### Given instruction
Rewrite the stretch from the line containing "mark: carry handle" through the end of the rows, request lines included, scaling every point coordinate in the answers by 1.3 and rounding to whole numbers, halves up. Leave the sample coordinates in the requests as they are.

### Listed entries
--

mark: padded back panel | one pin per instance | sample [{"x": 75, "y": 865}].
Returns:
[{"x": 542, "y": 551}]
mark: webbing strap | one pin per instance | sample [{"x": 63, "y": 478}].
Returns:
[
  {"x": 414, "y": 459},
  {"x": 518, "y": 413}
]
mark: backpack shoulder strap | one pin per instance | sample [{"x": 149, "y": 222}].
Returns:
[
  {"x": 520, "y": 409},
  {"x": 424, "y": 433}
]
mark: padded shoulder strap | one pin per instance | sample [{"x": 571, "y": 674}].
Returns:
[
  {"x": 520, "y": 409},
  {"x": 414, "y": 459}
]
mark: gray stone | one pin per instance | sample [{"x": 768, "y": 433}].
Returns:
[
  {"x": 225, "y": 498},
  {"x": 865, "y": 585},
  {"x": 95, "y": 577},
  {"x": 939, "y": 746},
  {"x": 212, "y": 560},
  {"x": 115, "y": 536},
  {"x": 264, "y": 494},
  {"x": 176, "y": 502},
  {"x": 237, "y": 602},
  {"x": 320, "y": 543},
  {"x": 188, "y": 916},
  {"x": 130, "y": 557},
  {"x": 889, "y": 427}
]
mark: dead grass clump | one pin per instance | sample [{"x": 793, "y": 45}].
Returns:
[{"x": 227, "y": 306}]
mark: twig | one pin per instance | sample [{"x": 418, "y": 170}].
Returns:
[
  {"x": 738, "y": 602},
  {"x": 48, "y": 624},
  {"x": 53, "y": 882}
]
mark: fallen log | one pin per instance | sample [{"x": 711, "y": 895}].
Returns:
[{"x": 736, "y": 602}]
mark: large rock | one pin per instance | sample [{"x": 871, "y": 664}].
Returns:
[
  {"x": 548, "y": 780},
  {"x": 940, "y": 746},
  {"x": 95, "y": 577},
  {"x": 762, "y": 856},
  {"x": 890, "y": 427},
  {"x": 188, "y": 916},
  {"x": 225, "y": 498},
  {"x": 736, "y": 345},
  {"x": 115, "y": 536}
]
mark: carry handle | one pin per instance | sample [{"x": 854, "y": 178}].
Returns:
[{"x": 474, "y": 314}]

--

### The solution
mark: carry handle | one pin per instance | sample [{"x": 854, "y": 178}].
Returns:
[{"x": 616, "y": 408}]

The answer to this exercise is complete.